### KUTIPAN TEKS
= = = = = = =

REPUBLIKA.CO.ID,JAKARTA -- Dai muda nasional, Habib Husein Ja’far Alhadar menilai kehadiran kecerdasan buatan (Artificial Intelligence/AI) merupakan bagian dari kemajuan teknologi yang patut disyukuri dan dimanfaatkan secara positif, termasuk dalam bidang keagamaan. Namun, ia mengingatkan agar generasi muda tidak menjadikan AI sebagai rujukan utama dalam beragama.
"AI bagi saya sebagai tools bukan hanya boleh, tapi memang harus kita manfaatkan itu sebagai bentuk syukur kita atas kemajuan yang ada,” ujar Habib Ja'far kepada Republika.co.id dalam wawancara khusus usai menggelar Tabligh Akbar di ISEF 2025.
Tidak ada kode iklan yang tersedia.
Menurutnya, bagi seorang yang beragama, AI sebaiknya digunakan sebagai alat bantu untuk memperkuat pemahaman keagamaan, bukan sebagai sumber kebenaran mutlak.
"Kalau dijadikan rujukan maka kita akan menjadi robot seperti dia, sedangkan kita adalah manusia yang Jalaluddin Rumi sebut sebagai samudera dalam bentuk tetesan," ujarnya.
Habib Ja'far menegaskan, teknologi, termasuk AI, tidak akan pernah bisa merangkum keutuhan manusia secara utuh. Karena itu, agama memiliki peran penting untuk membimbing manusia dalam memanfaatkan kemajuan teknologi agar tidak kontraproduktif.

= = = = = = =

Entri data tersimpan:
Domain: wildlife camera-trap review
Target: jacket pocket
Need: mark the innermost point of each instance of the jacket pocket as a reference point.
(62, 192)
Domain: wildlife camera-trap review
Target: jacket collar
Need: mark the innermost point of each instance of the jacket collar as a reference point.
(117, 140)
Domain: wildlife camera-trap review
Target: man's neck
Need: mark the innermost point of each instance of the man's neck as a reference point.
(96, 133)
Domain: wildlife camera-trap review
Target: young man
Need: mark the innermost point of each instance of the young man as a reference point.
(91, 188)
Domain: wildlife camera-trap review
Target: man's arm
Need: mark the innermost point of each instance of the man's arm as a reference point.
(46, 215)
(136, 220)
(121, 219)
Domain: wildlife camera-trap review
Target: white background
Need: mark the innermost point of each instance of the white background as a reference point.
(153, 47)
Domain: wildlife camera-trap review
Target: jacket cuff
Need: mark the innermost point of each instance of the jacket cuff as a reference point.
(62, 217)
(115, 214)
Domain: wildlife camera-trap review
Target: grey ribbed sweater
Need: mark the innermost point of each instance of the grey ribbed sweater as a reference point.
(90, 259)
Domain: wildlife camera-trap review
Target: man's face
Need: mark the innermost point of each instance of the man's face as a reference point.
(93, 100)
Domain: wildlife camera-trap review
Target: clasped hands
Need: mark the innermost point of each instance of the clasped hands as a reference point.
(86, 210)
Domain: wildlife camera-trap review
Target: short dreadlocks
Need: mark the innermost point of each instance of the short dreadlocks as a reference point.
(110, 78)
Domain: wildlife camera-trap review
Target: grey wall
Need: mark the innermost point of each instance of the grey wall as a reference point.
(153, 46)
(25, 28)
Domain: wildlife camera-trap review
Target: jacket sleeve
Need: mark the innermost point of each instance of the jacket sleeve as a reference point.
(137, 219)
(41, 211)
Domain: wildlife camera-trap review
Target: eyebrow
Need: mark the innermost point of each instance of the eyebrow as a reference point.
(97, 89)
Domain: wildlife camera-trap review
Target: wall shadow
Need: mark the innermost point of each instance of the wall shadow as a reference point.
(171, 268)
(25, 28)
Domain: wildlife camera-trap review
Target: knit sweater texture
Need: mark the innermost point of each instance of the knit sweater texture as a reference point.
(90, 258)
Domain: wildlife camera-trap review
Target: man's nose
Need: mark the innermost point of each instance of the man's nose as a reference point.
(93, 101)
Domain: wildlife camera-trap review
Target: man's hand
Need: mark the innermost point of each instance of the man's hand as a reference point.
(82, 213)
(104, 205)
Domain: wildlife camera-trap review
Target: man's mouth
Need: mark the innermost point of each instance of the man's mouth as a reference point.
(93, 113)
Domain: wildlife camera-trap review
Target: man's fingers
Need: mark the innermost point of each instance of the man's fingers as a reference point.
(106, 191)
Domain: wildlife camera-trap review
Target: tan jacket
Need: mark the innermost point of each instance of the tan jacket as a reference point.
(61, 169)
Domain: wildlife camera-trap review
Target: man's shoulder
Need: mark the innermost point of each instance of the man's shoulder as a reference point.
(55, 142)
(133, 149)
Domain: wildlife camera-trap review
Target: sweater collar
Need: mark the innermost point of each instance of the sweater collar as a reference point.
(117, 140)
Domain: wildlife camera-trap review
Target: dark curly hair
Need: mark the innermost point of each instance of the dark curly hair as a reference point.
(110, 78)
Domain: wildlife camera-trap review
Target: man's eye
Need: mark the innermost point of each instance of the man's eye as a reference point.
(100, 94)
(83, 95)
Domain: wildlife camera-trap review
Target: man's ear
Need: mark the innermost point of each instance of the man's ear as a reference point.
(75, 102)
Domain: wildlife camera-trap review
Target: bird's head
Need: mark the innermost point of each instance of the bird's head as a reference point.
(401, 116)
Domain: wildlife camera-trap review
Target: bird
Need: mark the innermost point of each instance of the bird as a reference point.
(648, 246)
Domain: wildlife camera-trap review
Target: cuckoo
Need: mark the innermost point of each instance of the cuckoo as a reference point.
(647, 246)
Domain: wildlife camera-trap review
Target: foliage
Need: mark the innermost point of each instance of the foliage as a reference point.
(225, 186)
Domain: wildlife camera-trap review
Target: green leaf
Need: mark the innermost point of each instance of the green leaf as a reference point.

= = = = = = =

### RINCIAN TUGAS
Kutip tanpa perubahan bagian berita tentang AI dan agama di atas, seluruhnya mulai dari "REPUBLIKA.CO.ID,JAKARTA -- Dai" terus sampai "sumber kebenaran mutlak.".

### JAWABAN LATIHAN
REPUBLIKA.CO.ID,JAKARTA -- Dai muda nasional, Habib Husein Ja’far Alhadar menilai kehadiran kecerdasan buatan (Artificial Intelligence/AI) merupakan bagian dari kemajuan teknologi yang patut disyukuri dan dimanfaatkan secara positif, termasuk dalam bidang keagamaan. Namun, ia mengingatkan agar generasi muda tidak menjadikan AI sebagai rujukan utama dalam beragama.
"AI bagi saya sebagai tools bukan hanya boleh, tapi memang harus kita manfaatkan itu sebagai bentuk syukur kita atas kemajuan yang ada,” ujar Habib Ja'far kepada Republika.co.id dalam wawancara khusus usai menggelar Tabligh Akbar di ISEF 2025.
Tidak ada kode iklan yang tersedia.
Menurutnya, bagi seorang yang beragama, AI sebaiknya digunakan sebagai alat bantu untuk memperkuat pemahaman keagamaan, bukan sebagai sumber kebenaran mutlak.